[Referring expression data]
*-*-*

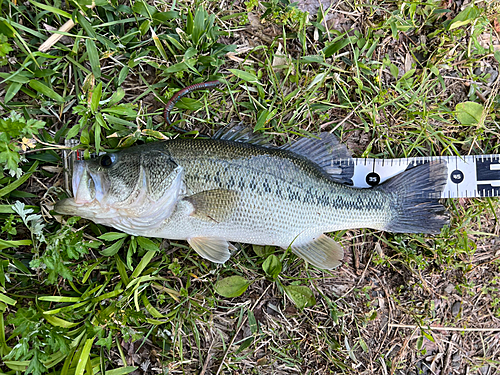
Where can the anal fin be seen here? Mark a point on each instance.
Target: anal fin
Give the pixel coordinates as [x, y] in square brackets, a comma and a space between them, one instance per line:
[214, 249]
[321, 251]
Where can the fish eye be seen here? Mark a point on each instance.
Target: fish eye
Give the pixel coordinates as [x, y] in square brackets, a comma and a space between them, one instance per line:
[107, 160]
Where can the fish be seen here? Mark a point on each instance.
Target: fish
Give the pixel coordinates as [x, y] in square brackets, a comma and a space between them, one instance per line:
[237, 188]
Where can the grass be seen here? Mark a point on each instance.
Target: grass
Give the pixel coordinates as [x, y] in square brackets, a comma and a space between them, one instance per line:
[409, 79]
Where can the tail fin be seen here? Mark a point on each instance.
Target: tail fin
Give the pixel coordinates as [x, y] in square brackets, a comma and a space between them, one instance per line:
[416, 206]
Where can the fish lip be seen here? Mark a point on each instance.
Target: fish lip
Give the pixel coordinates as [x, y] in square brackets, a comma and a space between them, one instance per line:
[84, 183]
[67, 206]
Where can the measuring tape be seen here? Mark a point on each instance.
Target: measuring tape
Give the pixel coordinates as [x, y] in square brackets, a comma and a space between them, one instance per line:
[468, 176]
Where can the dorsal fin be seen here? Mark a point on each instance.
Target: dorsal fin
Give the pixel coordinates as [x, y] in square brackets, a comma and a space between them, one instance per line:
[241, 133]
[326, 151]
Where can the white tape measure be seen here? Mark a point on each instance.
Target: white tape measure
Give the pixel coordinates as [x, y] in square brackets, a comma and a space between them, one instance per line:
[468, 176]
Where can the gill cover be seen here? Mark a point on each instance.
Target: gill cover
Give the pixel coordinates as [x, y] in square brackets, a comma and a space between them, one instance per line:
[132, 191]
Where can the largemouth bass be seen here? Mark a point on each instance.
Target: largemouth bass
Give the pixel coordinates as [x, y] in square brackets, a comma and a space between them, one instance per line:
[211, 192]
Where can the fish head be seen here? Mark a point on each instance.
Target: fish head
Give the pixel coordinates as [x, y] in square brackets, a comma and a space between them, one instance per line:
[133, 190]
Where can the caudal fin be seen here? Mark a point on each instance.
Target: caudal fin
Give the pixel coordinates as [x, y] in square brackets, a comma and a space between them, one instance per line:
[416, 205]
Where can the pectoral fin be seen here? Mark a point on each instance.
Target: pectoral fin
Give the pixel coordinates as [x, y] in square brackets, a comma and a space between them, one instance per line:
[212, 248]
[321, 251]
[214, 205]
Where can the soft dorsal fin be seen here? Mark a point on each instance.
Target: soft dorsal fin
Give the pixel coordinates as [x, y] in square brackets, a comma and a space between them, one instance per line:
[241, 133]
[326, 151]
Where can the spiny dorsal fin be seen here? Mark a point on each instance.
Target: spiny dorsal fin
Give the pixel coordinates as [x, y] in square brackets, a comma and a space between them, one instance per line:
[321, 251]
[241, 133]
[214, 249]
[325, 150]
[214, 205]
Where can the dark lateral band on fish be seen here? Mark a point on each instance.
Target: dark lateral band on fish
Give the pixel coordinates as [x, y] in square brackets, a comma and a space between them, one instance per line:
[179, 94]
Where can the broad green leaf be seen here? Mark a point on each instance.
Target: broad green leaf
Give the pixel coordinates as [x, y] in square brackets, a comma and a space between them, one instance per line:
[58, 322]
[96, 97]
[272, 266]
[45, 90]
[118, 95]
[84, 357]
[19, 182]
[163, 17]
[13, 243]
[7, 300]
[337, 46]
[159, 46]
[245, 76]
[469, 113]
[60, 299]
[466, 16]
[86, 25]
[143, 263]
[51, 9]
[497, 56]
[144, 27]
[147, 244]
[11, 91]
[252, 322]
[232, 286]
[302, 296]
[113, 249]
[121, 370]
[198, 25]
[123, 75]
[319, 78]
[125, 109]
[93, 58]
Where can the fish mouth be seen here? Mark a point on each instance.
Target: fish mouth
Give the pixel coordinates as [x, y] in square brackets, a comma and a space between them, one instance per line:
[86, 192]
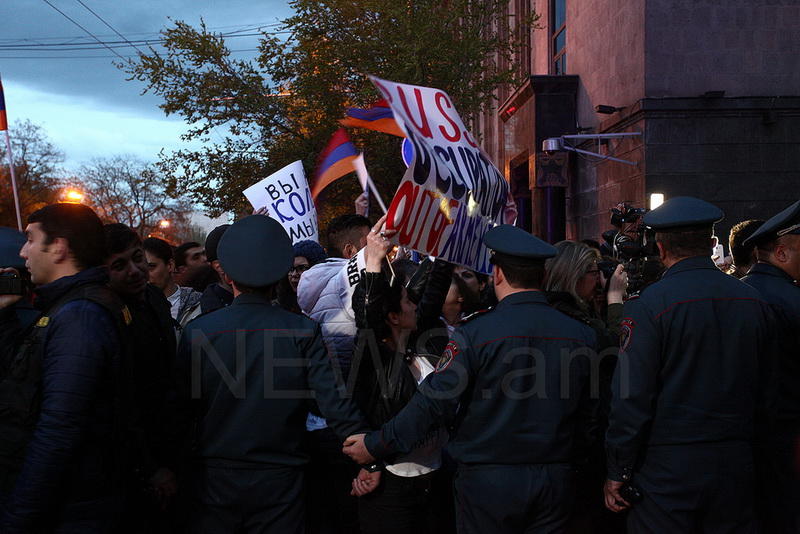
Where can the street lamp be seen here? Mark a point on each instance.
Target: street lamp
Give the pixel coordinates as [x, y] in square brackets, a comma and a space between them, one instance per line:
[74, 196]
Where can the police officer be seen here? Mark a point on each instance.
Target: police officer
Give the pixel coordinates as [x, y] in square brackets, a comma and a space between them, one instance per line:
[252, 369]
[685, 388]
[514, 382]
[775, 276]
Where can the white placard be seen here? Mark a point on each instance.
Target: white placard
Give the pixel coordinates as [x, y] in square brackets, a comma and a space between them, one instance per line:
[287, 197]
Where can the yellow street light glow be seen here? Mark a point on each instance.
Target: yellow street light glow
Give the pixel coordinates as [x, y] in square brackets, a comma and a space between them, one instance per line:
[656, 199]
[74, 196]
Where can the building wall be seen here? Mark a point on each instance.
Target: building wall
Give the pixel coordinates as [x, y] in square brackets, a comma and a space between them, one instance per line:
[744, 47]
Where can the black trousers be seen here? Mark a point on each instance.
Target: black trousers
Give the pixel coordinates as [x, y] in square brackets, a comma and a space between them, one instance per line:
[329, 478]
[400, 505]
[700, 488]
[513, 499]
[248, 501]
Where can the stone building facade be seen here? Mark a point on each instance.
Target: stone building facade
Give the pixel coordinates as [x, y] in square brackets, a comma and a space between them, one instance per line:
[712, 86]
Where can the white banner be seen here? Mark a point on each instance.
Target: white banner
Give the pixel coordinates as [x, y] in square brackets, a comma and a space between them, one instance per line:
[452, 193]
[287, 197]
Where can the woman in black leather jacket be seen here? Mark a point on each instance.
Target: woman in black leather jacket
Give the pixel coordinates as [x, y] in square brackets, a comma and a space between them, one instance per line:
[398, 326]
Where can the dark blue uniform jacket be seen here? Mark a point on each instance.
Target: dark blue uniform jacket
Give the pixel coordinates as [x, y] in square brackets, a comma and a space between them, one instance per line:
[515, 383]
[690, 364]
[783, 295]
[253, 374]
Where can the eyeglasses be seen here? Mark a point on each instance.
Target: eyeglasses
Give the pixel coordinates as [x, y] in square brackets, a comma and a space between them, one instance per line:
[299, 269]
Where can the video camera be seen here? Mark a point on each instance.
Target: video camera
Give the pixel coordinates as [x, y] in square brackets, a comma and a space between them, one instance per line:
[631, 243]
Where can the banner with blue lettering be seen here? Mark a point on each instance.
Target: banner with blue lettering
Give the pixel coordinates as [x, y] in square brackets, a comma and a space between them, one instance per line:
[451, 194]
[287, 197]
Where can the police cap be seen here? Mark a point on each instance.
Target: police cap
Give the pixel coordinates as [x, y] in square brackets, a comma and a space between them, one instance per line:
[683, 212]
[515, 242]
[212, 241]
[11, 241]
[786, 222]
[256, 251]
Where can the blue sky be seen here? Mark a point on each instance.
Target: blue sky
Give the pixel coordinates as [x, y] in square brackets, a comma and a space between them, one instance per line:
[82, 100]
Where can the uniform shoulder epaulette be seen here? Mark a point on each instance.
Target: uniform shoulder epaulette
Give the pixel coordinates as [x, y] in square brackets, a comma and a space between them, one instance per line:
[473, 315]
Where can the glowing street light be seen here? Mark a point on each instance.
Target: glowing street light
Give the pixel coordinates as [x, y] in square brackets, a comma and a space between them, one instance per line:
[73, 195]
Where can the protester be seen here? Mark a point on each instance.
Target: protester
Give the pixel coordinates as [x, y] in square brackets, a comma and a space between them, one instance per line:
[744, 256]
[777, 244]
[152, 343]
[385, 382]
[513, 449]
[184, 301]
[307, 253]
[249, 464]
[686, 387]
[324, 293]
[189, 257]
[218, 294]
[572, 283]
[61, 417]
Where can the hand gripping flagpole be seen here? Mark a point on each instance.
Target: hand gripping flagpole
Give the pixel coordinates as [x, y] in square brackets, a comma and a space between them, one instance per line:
[4, 126]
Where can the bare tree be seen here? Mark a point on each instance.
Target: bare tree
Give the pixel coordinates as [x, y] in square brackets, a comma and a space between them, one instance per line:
[127, 190]
[37, 164]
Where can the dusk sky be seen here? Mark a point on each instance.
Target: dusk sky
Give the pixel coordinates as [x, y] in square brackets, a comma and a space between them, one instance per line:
[79, 97]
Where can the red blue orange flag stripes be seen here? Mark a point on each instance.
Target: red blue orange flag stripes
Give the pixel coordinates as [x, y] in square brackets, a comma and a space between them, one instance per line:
[334, 162]
[3, 117]
[378, 117]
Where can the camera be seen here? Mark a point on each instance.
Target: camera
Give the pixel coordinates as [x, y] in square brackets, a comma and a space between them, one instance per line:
[11, 284]
[633, 244]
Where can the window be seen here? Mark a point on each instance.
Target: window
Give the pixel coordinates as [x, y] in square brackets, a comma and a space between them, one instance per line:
[558, 34]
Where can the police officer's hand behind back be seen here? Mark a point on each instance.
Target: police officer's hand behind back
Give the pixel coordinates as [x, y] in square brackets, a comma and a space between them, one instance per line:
[614, 500]
[378, 245]
[9, 300]
[354, 448]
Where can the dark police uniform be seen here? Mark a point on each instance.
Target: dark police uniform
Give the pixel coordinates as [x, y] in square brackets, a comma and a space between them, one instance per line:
[779, 472]
[253, 369]
[514, 382]
[685, 391]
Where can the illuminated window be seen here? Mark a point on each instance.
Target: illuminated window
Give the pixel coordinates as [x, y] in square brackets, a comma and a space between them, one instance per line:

*-*-*

• _Your task_
From the data above, reproduce word for word the lines running from the line with "Where can the bare" to the line with "Where can the dark police", ends included.

• _Result below_
Where can the bare tree be seen here? Mark a point on each instance.
Target: bare tree
Give the pixel coordinates as [x, y] in square brackets, a comma and a space between them, one instance per line:
[127, 190]
[37, 164]
Where can the dusk sky be seen here? Mark a point on each instance.
Target: dusk sky
Give the pixel coordinates as [x, y] in square brackets, a comma and a space between them, one instance per line:
[79, 97]
Where can the red blue orange flag stripes be seen here? Mark a point on each instance.
Target: red blue orange flag stripes
Give the pixel coordinates as [x, y] in square brackets, a comma and a space between them, one instance per line:
[334, 162]
[3, 117]
[378, 117]
Where can the camera be seen here? Mark a point on each instance.
Target: camera
Give the pixel coordinates as [x, y] in square brackets, a comma and a space between them, one instance per line:
[11, 284]
[633, 244]
Where can the window be seen here? Mark a point on each instance.
Target: window
Give the pixel coordinates as [x, y] in square brackets, a comma and a space between them, one instance per line:
[558, 34]
Where can the police officer's hand behind back be seen here? Mark a point on each instance.
Target: police officer's hand behind back
Give the pixel coordinates as [x, y] in square brackets, a comma and a space between them, one instance per line:
[614, 500]
[378, 245]
[9, 300]
[354, 448]
Where can the dark police uniform be seen here? Mark a point on each instance.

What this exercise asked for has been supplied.